(Region pointing data)
____

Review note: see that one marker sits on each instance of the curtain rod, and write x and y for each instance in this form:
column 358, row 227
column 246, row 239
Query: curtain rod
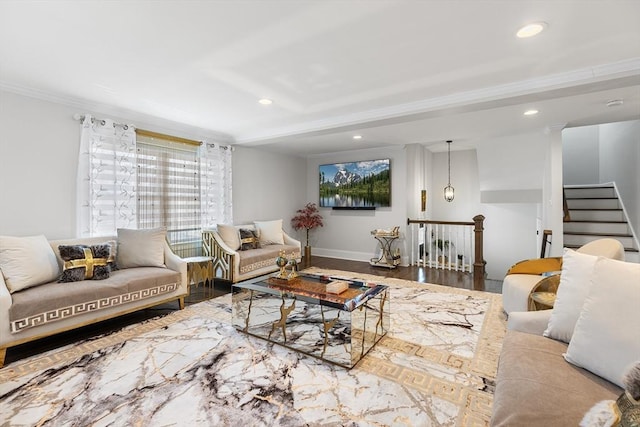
column 103, row 122
column 151, row 134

____

Retype the whole of the data verbatim. Skip every picture.

OUTPUT OF THE TASK:
Review note: see that one marker sits on each instance of the curtain rod, and write x and y for each instance in this form:
column 358, row 227
column 246, row 239
Query: curtain rod
column 103, row 122
column 151, row 134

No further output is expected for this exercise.